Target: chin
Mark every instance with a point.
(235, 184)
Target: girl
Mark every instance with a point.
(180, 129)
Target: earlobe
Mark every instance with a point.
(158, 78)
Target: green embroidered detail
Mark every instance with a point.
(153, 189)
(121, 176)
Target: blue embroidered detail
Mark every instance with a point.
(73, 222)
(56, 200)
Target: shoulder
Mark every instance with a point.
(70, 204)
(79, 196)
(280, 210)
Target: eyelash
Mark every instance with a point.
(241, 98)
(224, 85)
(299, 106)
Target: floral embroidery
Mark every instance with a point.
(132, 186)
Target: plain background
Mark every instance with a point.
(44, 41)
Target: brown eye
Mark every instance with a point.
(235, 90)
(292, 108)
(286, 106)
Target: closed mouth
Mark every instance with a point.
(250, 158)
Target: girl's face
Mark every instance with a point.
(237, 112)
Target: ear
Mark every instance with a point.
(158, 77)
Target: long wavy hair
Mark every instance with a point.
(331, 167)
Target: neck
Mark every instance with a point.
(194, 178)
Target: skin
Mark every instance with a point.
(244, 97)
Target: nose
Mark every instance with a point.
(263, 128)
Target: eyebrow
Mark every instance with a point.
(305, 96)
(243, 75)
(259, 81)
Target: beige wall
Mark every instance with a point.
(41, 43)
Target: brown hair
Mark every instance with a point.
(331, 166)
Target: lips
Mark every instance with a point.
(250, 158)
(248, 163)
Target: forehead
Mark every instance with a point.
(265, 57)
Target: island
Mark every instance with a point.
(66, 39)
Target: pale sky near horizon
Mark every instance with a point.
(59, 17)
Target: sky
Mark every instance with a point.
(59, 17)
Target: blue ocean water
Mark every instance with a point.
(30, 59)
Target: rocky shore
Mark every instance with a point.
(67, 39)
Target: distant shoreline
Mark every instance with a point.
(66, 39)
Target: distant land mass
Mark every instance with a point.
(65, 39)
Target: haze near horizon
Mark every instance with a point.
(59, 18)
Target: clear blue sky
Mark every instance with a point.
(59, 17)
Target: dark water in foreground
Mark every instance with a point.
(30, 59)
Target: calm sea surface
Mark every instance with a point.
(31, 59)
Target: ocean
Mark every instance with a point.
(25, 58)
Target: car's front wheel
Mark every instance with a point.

____________

= REQUIREMENT =
Look through the entries above for the word "detail". Copy every line where it shows up.

= REPLY TO THE TASK =
Target: green embroidered detail
Target: blue embroidered detail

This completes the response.